* **EXERCISE GOAL**
Could you copy every line of the data that contains "mushroom"?

* **EXTRACTED INFORMATION**
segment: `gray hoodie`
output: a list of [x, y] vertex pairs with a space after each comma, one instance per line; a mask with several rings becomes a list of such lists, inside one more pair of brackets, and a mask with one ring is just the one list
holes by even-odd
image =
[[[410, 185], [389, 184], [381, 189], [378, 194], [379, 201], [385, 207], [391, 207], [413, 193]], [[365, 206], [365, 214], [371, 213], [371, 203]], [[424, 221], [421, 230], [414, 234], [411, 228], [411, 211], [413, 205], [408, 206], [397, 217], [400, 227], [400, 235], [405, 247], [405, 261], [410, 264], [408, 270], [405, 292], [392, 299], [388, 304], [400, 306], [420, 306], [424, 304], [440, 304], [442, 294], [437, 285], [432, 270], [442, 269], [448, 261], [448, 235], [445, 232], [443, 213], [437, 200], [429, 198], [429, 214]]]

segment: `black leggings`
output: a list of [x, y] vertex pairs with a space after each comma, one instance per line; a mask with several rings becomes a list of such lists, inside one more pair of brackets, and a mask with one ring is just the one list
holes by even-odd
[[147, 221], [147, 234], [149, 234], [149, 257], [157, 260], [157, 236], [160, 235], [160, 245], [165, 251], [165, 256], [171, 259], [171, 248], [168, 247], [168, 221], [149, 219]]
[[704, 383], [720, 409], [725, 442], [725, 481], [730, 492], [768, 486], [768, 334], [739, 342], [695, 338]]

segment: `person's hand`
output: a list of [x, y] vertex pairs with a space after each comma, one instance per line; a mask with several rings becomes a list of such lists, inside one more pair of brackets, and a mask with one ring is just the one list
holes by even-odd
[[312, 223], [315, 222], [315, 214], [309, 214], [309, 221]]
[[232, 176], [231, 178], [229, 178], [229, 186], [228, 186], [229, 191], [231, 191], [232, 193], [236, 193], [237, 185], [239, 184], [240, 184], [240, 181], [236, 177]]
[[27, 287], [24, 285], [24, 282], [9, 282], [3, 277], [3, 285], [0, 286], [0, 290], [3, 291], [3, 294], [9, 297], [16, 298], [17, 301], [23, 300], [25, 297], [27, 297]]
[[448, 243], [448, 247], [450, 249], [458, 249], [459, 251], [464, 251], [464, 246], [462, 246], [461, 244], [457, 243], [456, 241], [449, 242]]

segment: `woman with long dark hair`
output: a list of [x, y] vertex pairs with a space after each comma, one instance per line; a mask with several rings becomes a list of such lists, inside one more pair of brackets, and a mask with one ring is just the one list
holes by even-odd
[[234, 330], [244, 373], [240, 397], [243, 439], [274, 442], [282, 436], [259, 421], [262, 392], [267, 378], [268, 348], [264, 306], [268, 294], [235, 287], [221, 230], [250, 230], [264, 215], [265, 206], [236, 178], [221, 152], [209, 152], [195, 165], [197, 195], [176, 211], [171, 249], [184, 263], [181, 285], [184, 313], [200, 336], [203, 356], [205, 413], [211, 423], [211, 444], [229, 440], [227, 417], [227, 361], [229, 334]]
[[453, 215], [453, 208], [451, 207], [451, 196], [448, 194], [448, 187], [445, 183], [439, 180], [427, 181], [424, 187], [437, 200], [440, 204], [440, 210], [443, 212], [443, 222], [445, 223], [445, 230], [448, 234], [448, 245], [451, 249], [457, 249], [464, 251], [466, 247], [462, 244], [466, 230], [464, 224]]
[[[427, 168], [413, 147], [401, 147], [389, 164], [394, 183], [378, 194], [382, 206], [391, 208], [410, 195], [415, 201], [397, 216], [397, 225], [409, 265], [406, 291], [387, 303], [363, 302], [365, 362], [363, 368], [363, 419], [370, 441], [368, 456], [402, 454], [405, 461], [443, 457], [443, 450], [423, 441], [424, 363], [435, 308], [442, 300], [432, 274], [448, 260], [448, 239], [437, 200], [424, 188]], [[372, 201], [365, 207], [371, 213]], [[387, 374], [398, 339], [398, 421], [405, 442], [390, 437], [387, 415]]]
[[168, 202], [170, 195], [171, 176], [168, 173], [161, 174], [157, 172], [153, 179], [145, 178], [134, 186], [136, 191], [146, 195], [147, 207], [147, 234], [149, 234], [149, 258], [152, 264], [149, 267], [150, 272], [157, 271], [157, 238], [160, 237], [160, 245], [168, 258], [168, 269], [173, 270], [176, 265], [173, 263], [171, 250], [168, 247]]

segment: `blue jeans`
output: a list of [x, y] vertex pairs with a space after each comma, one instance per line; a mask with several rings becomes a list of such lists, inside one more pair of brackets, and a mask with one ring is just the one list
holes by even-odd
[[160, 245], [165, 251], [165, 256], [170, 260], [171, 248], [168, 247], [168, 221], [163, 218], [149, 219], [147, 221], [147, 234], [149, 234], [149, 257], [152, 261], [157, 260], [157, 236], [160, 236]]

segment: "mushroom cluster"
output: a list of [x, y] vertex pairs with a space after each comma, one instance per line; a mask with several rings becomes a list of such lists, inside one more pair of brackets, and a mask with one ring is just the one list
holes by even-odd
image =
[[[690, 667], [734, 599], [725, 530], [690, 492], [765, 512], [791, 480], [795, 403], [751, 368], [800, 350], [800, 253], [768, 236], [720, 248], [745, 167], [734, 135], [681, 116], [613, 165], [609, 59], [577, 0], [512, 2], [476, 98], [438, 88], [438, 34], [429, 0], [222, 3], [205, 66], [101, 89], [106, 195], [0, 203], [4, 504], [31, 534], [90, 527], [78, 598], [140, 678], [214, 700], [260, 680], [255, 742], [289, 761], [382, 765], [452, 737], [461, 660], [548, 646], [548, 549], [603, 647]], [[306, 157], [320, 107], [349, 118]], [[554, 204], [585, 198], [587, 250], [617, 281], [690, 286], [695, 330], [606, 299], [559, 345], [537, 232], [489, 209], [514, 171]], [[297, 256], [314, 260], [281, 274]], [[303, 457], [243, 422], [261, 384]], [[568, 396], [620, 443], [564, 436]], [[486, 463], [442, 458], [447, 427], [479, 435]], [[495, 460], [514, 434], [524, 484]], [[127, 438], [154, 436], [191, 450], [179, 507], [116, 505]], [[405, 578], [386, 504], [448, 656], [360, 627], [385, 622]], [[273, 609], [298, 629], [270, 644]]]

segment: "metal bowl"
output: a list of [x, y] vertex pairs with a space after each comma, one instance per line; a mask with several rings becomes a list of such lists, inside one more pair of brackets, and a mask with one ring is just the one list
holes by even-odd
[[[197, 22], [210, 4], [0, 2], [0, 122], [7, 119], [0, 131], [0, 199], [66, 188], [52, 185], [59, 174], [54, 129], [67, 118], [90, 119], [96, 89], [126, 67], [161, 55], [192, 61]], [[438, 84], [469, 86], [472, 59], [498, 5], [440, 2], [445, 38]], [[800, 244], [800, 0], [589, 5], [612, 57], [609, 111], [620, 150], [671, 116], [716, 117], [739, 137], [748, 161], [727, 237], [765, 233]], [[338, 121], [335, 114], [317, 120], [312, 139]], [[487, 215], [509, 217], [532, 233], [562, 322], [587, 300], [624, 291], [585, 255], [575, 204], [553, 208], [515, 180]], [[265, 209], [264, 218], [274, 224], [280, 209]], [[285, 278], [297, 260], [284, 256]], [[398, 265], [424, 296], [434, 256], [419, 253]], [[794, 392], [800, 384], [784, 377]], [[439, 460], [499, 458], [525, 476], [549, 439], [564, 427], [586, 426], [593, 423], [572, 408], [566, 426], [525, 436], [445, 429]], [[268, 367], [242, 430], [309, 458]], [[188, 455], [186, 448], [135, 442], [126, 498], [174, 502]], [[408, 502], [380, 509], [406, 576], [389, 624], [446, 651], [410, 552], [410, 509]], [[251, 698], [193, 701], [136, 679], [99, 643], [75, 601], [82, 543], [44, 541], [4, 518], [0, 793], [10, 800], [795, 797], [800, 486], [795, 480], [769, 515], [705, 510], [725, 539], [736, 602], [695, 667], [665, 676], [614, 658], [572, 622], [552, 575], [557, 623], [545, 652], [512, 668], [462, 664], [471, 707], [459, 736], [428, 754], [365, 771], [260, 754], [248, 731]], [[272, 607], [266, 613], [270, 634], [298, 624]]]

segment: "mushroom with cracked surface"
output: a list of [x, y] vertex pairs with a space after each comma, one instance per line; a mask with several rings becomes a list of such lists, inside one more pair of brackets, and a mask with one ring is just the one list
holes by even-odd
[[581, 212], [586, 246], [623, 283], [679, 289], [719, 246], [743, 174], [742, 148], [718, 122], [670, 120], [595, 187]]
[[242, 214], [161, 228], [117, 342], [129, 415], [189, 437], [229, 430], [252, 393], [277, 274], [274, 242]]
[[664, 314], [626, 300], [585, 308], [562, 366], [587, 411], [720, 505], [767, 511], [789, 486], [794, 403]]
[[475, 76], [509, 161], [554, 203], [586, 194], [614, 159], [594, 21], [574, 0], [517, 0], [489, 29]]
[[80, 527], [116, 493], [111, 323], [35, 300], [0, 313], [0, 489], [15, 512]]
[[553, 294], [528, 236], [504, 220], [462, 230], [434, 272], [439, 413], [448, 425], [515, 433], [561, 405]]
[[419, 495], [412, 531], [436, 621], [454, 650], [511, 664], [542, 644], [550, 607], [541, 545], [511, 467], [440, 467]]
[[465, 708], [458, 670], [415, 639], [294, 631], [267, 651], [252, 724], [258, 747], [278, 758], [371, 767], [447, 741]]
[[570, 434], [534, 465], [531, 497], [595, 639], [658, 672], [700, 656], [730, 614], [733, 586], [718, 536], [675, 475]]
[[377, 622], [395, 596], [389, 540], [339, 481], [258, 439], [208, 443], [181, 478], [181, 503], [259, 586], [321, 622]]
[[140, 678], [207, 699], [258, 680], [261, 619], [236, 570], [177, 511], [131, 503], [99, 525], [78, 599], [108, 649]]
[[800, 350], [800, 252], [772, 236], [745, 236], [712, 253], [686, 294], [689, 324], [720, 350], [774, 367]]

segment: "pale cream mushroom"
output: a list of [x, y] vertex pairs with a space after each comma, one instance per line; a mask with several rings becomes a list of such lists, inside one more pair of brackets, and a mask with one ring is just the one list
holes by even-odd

* **RESULT OF THE EXERCISE**
segment: "mushroom cluster"
segment: "mushroom with cracked surface"
segment: "pale cream mushroom"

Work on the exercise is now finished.